**TAREFA PROPOSTA 1**:
Responda, com base no texto sobre a Holanda de 74:
(a) Com qual número de camisa jogava o goleiro Jongbloed?
(b) Quem era o craque da Holanda?
(c) Qual jogador excepcional ficou de fora da Seleção Brasileira de 1970?
**TAREFA PROPOSTA 2**: Atualize as entradas a partir da linha que contém "like (290, 29)." até o fim delas, trocando "distant ridge" por "mountain ridge" e mantendo todo o resto igual. Reproduza somente esse trecho das entradas.

**TRECHO FORNECIDO**:

^^^^^^^^^^^^^^^^

Hoje vou fugir um pouco ao meu propósito neste espaço e misturar um pouco de passado com o presente e o futuro. Na realidade, é o futebol praticado pela Holanda em 74 e o Barcelona em 2011 que proporcionou esse efeito mágico de misturar épocas e estilos. A Holanda de 74 apresentou ao mundo o futebol do futuro e o Barcelona de hoje resgatou os ensinamentos do passado.
Em 1974 fiquei assombrado com a Seleção da Holanda. Sempre repeti para os mais jovens que foi a melhor seleção que já tinha visto jogar. Sei que muitos não acreditavam em mim ou achavam que era exagero de um velho recordando os tempos felizes da juventude mas a realidade era que os holandeses encantaram em primeiro lugar a Europa e depois o mundo com seu futebol-carrossel, ou futebol total, como chamavam na época. Todos defendiam, todos atacavam, sem vaidades nem estrelismos. A premissa básica da chamada “laranja mecânica” era: Tomar a bola do adversário o mais rapidamente possível e mantê-la por mais tempo em sua posse. Simples, não? Sem a bola, o adversário não pode atacar, não pode chutar a gol e se não chutar a gol, não faz gol, e consequentemente não ganha o jogo. Ter a bola e não saber o que fazer com ela, de nada adiantaria e esse foi o segundo ponto fundamental na Holanda. Os jogadores selecionados não foram escolhidos de acordo com sua posição mas pela habilidade que demonstravam possuir em campo. Mais ou menos o que foi feito com a Seleção Brasileira em 1970, quando tivemos que deslocar Tostão para centro-avante; Jairzinho de ponta-direita e Rivelino na ponta-esquerda. Todos esses jogavam com a camisa 10, mas essa já tinha dono, claro: Pelé! Piazza foi recuado para a zaga, permitindo a manutenção de Clodoaldo na cabeça de área. Nenhum desses nomes poderia ficar de fora e o jeito foi arrumar um lugar para cada um no time principal. E olhem que mesmo assim ainda deixamos de fora um jogador excepcional como Paulo César Caju.
A geração 74 da Holanda era constituída por jogadores inteligentes, versáteis, humildes e não havia vaga para jogadores botinudos, incapazes de tocar a bola com precisão e rapidez. Marcavam por pressão a saída de bola adversária dando muitas vezes a impressão de terem 5 ou 6 jogadores a mais em campo. Cada vez que um adversário dominava a bola era cercado por pelo menos 3 holandeses. A Holanda imprensava o adversário em seu próprio campo, exatamente como faz hoje o Barcelona e o goleiro (Jongbloed), que jogava com a camisa 8, era uma espécie de líbero, e tinha mais habilidade com os pés que com as mãos. Lembrem-se que naquela época ninguém imaginava as mudanças das regras que exigem hoje de um goleiro que seja razoavelmente habilidoso com os pés!!!
Johan Cruijff era o craque da Holanda e funcionava como um técnico dentro de campo. Ele ditava o ritmo holandês: acelerava, reduzia, orientava os jogadores dentro de campo e dava o exemplo voltando para marcar os adversários e buscando espaços vazios, o que lhe permitia aparecer de surpresa na ponta esquerda, ou direita, ou até mesmo como centro-avante.

^^^^^^^^^^^^^^^^

**REGISTROS EXIBIDOS**:
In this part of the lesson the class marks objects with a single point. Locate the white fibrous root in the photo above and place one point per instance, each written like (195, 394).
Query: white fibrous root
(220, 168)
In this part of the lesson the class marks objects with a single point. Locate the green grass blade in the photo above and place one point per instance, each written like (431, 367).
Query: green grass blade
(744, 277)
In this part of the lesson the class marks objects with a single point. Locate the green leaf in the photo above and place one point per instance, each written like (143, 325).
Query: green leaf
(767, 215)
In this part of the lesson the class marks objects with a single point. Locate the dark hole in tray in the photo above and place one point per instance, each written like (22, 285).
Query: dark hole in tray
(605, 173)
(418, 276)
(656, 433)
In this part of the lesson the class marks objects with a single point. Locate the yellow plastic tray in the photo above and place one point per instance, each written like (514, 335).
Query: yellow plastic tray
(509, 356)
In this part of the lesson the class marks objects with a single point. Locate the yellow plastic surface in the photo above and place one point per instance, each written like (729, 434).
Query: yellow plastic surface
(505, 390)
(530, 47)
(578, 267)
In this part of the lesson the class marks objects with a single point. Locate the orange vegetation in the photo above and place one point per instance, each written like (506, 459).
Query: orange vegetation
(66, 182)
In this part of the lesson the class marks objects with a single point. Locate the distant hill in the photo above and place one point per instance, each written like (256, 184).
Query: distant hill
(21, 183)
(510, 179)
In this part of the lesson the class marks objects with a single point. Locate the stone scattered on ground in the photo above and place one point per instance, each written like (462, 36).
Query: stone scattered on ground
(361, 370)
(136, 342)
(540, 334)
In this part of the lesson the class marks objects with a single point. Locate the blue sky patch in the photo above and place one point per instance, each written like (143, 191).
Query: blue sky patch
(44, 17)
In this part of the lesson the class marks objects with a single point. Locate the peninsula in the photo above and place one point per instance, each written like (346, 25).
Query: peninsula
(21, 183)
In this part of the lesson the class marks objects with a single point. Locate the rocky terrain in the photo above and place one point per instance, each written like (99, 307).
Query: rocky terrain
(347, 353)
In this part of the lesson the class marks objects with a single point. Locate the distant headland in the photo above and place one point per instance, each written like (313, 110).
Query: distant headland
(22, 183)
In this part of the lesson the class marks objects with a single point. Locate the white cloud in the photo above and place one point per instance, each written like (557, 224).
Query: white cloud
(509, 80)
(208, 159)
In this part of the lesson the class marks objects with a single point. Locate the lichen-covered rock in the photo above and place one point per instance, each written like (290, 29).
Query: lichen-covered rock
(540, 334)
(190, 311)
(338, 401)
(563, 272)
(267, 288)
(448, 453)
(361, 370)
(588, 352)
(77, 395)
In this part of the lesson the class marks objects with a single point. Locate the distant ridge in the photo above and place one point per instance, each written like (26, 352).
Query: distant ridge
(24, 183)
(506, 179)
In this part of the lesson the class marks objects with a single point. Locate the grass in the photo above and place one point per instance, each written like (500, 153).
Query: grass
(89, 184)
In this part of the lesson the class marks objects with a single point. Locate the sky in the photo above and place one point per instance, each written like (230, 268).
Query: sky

^^^^^^^^^^^^^^^^

**RESPOSTA COMPLETA 1**:
(a) Com a camisa 8.
(b) Johan Cruijff.
(c) Paulo César Caju.

**RESPOSTA COMPLETA 2**:
In this part of the lesson the class marks objects with a single point. Locate the lichen-covered rock in the photo above and place one point per instance, each written like (290, 29).
Query: lichen-covered rock
(540, 334)
(190, 311)
(338, 401)
(563, 272)
(267, 288)
(448, 453)
(361, 370)
(588, 352)
(77, 395)
In this part of the lesson the class marks objects with a single point. Locate the mountain ridge in the photo above and place one point per instance, each written like (26, 352).
Query: mountain ridge
(24, 183)
(506, 179)
In this part of the lesson the class marks objects with a single point. Locate the grass in the photo above and place one point per instance, each written like (500, 153).
Query: grass
(89, 184)
In this part of the lesson the class marks objects with a single point. Locate the sky in the photo above and place one point per instance, each written like (230, 268).
Query: sky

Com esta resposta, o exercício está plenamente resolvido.